Pointing dataset excerpts:
════════════════
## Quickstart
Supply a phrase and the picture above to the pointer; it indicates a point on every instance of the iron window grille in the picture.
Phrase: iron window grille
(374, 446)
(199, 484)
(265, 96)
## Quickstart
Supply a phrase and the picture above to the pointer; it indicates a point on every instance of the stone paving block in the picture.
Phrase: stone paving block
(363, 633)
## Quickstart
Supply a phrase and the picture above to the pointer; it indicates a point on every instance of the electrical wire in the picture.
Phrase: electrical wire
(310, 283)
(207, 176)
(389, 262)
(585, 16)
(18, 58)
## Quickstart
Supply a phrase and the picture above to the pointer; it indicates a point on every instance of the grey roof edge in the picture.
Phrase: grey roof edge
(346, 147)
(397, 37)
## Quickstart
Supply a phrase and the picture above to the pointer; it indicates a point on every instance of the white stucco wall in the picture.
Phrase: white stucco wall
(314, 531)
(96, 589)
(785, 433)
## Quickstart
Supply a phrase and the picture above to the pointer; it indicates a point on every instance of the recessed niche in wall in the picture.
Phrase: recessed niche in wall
════════════════
Exercise goal - Reproduce the full set of records precisely.

Task response -
## Quickstart
Supply a phrase and the picture above to the pointer; it indicates a point on every instance of the iron window grille in the picture.
Phrase: iron window grille
(374, 446)
(199, 484)
(265, 96)
## Quickstart
Supply a phrase and the picture above to the pointer; it indicates a point on every instance of the stone paving block in the picture.
Phrase: stone paving block
(363, 633)
## Quickstart
Supply a phrase and the picture above to the pointer; it indicates a point on every instance of the electrical wire in the picture.
Phrase: electrical wire
(310, 283)
(207, 176)
(389, 262)
(585, 16)
(18, 58)
## Quickstart
Supply a phrase and the picture above to the pointer; it indicates a point on every instance of the grey roof edge in the picture.
Phrase: grey roof edge
(346, 147)
(397, 37)
## Quickstart
Supply a phrase and the picture above to the pointer; it indicates a point on every instance of the white stucco wall in the picture.
Phrase: white stucco wall
(314, 531)
(96, 589)
(785, 433)
## Quickstart
Supply a phrase and the picture above to the pointer; it indicates a point on every instance of the recessed niche in wall in the picture.
Phrase: recessed niche in wall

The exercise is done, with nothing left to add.